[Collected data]
════════════════════
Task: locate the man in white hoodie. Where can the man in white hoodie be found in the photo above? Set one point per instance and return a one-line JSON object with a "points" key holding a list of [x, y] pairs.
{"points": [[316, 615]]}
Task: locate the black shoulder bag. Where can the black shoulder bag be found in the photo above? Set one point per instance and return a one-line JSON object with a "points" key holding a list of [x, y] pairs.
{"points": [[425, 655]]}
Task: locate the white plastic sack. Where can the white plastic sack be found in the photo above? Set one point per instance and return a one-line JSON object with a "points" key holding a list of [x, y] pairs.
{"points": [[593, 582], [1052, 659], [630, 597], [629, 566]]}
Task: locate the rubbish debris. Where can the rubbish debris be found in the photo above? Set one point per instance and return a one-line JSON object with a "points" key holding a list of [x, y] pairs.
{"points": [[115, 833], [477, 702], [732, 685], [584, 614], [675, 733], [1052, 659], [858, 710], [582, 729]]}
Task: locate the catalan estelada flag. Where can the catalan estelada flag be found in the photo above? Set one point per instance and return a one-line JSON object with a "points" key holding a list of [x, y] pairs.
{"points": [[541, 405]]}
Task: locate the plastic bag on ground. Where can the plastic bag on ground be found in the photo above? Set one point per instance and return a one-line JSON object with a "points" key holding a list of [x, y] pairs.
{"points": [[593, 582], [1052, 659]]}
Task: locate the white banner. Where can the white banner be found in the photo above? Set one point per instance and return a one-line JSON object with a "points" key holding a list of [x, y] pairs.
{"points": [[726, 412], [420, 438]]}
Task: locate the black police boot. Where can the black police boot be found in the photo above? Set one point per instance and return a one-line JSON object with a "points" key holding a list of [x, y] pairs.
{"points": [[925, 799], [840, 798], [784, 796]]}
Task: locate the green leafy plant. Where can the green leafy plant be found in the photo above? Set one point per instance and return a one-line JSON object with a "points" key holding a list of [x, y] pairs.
════════════════════
## WHAT TO WORK ON
Substitute "white sign" for every "white banner" in the records, starting with the line containing "Task: locate the catalan" and going on through the end of the records. Give those lines again with nothing else changed.

## RESPONSE
Task: locate the catalan estelada flag. Where can the catalan estelada flag be found in the photo above? Set one point per instance and return a one-line JSON object with a "points" key holding a list of [x, y] pairs.
{"points": [[541, 405]]}
Task: locate the plastic bag on ground. Where can the plastic bag on ground be found in the photo above? Set one point per instance and return a one-line JSON object with a "points" key holding a list of [x, y] pairs.
{"points": [[593, 582], [1052, 659]]}
Task: locate the white sign. Where can the white sign be found in the photo above? Set one point per instance and return a one-line JSON object with a "points" key holding a list of [x, y] pairs.
{"points": [[726, 412], [420, 438]]}
Task: locate the black police boot. Where can the black police boot be found in the photo above? Set one point per instance and return a one-line JSON object with a "points" key holding a list of [x, y] pairs.
{"points": [[925, 799], [840, 798], [784, 796]]}
Task: locate the green leafy plant. Where can the green leafy plant be found in the photo above? Set one point per instance and return a one-line JSON object with a "points" key holding a list of [x, y] pairs.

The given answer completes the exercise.